*PROBLEM REQUIREMENTS*: Pull out each line in the records that contains the string "black". Only matches with the same uppercase and lowercase letters count.
## start LISTED ENTRIES
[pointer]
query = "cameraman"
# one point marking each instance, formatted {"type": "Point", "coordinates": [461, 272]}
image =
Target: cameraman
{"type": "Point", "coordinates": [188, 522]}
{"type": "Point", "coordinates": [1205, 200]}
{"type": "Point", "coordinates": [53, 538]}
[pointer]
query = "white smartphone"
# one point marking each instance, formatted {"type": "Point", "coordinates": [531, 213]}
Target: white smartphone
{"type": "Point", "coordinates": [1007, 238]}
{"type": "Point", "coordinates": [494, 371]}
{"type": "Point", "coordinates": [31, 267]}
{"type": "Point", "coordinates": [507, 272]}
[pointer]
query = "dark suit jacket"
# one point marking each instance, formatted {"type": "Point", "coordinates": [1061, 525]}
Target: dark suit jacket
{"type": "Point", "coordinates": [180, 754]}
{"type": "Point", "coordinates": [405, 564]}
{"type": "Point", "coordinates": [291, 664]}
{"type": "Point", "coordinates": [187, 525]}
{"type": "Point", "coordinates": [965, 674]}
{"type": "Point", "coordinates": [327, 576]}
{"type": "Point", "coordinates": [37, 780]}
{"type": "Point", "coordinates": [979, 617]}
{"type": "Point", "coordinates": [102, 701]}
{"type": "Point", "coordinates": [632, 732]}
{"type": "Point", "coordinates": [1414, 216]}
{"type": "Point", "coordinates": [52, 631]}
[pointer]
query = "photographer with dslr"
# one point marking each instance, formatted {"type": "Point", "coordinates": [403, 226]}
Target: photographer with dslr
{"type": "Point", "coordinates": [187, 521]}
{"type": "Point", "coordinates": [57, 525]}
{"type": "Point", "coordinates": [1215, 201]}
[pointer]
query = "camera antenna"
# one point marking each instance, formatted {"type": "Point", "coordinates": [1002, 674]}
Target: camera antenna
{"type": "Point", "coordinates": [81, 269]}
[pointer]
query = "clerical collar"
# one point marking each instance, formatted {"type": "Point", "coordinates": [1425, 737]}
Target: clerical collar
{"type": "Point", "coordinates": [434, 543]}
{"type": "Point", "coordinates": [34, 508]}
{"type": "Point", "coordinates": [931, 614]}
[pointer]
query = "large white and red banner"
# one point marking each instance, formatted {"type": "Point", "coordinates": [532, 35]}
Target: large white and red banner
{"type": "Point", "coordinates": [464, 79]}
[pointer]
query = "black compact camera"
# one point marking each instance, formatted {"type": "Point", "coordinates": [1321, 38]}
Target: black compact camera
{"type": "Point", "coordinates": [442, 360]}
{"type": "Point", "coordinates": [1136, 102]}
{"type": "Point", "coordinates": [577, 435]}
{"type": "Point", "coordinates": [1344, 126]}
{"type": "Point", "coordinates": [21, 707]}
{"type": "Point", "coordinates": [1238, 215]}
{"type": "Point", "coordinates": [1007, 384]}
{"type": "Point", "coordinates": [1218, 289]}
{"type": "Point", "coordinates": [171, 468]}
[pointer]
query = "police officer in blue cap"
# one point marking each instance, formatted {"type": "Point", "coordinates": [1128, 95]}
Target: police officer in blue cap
## end LISTED ENTRIES
*RIGHT ANSWER*:
query = "black compact camera"
Target: black compact camera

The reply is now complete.